**The request**. Quote the line containing "[point] shadow on" and all lines that follow it in the listing below, exactly as written.
━━━
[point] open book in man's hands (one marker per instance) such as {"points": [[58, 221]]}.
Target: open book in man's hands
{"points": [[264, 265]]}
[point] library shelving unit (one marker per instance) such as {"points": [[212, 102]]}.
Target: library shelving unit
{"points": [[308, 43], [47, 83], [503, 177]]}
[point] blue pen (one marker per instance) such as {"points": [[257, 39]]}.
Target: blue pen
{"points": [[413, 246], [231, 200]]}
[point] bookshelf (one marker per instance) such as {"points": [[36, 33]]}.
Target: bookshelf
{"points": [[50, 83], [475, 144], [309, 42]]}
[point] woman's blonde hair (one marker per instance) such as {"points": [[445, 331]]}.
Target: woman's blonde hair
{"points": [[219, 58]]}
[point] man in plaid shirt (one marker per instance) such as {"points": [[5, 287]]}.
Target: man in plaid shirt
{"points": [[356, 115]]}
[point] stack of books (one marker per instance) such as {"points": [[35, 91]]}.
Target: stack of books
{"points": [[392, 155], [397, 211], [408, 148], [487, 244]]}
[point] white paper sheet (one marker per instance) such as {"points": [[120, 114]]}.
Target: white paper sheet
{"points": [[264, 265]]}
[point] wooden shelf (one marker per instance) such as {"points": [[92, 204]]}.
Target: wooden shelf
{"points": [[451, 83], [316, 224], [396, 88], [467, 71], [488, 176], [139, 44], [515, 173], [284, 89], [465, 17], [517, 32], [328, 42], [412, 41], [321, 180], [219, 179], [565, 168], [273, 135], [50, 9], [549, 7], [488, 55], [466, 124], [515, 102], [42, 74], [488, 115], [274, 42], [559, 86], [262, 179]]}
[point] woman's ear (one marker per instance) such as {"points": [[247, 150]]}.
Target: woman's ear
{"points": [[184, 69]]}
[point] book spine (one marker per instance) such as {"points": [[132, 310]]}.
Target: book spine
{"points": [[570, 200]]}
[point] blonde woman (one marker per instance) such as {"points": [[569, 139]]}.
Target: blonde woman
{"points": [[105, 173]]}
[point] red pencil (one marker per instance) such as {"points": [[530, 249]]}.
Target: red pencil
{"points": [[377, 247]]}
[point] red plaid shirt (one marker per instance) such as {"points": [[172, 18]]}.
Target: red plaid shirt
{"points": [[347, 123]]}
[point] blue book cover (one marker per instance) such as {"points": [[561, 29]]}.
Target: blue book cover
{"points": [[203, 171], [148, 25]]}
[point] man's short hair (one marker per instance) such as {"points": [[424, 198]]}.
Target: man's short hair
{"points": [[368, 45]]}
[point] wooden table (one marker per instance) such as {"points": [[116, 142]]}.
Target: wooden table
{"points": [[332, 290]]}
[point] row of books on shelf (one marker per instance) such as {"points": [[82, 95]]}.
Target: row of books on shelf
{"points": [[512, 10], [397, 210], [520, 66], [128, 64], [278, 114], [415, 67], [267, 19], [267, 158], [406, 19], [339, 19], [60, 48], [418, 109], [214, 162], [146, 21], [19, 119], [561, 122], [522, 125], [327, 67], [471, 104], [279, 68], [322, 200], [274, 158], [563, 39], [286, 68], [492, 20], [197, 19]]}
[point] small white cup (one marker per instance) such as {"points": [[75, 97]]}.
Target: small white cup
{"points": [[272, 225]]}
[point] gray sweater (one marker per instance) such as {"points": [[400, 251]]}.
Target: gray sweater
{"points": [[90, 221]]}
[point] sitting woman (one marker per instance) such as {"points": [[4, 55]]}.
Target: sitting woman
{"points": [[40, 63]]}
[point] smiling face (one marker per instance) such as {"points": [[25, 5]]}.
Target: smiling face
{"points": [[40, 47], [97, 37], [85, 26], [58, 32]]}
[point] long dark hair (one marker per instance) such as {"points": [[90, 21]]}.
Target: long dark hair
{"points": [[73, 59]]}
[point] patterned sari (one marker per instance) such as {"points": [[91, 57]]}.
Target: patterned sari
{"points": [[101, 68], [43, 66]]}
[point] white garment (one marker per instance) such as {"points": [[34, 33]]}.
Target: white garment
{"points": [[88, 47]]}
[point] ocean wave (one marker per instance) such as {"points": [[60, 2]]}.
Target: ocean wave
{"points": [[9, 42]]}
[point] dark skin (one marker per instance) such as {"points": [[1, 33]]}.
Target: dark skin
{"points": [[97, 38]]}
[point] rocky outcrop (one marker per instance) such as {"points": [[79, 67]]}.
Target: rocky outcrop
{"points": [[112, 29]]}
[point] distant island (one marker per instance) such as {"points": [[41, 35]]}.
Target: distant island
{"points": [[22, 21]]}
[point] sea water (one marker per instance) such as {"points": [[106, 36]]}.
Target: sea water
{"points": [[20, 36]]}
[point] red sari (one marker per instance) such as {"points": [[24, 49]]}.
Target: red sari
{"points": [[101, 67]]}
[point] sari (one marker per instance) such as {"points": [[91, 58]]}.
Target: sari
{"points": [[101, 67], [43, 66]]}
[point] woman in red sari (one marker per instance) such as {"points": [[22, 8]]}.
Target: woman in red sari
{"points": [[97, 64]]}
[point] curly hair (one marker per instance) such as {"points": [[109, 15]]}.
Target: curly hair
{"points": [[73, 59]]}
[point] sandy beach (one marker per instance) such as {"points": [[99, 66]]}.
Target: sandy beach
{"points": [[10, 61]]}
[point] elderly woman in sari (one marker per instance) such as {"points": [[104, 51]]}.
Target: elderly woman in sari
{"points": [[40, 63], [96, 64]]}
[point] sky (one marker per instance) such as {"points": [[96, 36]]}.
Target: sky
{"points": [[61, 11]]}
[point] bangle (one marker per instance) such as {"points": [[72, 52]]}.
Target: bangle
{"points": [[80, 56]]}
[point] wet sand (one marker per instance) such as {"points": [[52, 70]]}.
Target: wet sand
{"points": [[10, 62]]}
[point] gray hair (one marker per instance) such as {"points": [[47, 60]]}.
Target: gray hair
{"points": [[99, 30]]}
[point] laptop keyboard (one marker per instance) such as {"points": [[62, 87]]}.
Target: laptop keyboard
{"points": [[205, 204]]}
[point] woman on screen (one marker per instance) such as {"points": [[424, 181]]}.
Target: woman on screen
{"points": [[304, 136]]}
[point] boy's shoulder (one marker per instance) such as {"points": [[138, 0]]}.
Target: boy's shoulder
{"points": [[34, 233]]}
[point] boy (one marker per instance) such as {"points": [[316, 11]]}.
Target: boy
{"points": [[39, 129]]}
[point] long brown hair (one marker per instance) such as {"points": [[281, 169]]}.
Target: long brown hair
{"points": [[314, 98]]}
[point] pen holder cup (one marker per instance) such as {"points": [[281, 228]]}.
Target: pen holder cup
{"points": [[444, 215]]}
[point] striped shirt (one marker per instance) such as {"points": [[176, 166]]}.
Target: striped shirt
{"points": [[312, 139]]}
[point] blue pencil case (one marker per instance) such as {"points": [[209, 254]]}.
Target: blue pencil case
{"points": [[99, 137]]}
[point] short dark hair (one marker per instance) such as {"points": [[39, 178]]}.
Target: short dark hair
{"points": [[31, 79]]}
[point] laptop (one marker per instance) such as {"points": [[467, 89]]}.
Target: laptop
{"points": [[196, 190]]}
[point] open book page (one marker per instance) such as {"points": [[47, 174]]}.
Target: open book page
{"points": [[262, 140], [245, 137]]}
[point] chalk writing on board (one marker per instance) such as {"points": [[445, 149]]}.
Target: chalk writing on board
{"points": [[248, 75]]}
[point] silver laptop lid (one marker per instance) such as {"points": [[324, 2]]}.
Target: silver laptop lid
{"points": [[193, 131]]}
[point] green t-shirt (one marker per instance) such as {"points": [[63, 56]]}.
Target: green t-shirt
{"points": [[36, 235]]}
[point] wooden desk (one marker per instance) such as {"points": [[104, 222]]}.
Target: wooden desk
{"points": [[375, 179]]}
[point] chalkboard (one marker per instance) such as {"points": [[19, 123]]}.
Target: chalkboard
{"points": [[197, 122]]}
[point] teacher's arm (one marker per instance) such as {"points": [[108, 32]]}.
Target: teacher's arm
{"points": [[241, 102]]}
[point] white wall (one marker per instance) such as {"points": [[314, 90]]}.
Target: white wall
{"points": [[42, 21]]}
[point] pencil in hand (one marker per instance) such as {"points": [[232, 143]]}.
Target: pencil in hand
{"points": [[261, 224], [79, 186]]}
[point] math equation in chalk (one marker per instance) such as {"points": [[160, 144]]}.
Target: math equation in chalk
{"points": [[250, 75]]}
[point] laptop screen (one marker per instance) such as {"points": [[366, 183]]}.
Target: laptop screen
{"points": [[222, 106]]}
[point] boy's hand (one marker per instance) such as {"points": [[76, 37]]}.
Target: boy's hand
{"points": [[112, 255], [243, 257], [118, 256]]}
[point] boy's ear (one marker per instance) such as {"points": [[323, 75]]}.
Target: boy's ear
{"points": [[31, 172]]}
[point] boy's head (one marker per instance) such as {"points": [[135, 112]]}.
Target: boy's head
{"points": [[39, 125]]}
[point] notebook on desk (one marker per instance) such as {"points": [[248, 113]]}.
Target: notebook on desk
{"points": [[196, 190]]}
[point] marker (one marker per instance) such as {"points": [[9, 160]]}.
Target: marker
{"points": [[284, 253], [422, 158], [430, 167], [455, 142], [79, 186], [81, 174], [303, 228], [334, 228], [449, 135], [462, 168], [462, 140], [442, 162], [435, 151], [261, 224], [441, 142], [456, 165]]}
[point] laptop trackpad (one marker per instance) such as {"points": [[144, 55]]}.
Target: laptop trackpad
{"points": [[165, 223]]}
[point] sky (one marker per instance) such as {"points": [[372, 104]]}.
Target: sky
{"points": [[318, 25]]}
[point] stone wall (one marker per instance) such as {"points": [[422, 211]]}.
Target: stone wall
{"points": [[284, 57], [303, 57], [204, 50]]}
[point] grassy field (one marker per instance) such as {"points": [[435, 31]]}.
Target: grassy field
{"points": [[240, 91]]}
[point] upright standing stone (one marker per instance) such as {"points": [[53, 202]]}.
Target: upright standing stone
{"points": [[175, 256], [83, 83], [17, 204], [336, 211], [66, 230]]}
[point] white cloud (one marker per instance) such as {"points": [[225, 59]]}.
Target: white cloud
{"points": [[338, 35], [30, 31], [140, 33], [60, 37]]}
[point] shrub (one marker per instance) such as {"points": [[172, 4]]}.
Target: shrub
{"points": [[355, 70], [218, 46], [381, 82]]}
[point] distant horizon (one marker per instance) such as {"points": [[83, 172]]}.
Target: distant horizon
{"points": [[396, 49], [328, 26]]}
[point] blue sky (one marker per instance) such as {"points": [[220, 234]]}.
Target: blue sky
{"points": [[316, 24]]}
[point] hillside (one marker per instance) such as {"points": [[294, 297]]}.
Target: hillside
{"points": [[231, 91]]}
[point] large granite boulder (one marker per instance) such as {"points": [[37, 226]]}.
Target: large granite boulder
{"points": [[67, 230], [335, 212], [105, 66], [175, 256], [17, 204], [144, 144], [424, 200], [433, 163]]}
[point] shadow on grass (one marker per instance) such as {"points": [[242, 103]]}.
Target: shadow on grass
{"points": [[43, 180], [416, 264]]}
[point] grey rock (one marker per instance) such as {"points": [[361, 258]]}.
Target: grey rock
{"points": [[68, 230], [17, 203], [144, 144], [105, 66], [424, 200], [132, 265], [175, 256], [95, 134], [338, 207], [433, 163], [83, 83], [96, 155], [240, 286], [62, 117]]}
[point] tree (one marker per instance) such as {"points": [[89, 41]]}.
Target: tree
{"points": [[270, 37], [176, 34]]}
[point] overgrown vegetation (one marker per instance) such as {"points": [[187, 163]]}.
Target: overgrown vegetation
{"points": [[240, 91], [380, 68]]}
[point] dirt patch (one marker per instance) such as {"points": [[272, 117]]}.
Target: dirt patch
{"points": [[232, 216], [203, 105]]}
━━━
**Worked solution**.
[point] shadow on grass (one marker per instance) such as {"points": [[242, 103]]}.
Target: shadow on grass
{"points": [[43, 180], [416, 264]]}
[point] grey rock (one marker per instance) such as {"points": [[361, 258]]}.
Target: grey rock
{"points": [[68, 230], [17, 203], [144, 144], [105, 66], [424, 200], [132, 265], [175, 256], [95, 134], [338, 207], [433, 163], [83, 83], [96, 155], [240, 286], [62, 117]]}
[point] tree (one marker per instance) such as {"points": [[89, 41]]}.
Target: tree
{"points": [[270, 37], [176, 34]]}
[point] overgrown vegetation (one marker per instance) such as {"points": [[187, 163]]}.
Target: overgrown vegetation
{"points": [[240, 91], [380, 68]]}
[point] dirt patch (one marker per instance) such as {"points": [[272, 117]]}.
Target: dirt patch
{"points": [[232, 216], [203, 105]]}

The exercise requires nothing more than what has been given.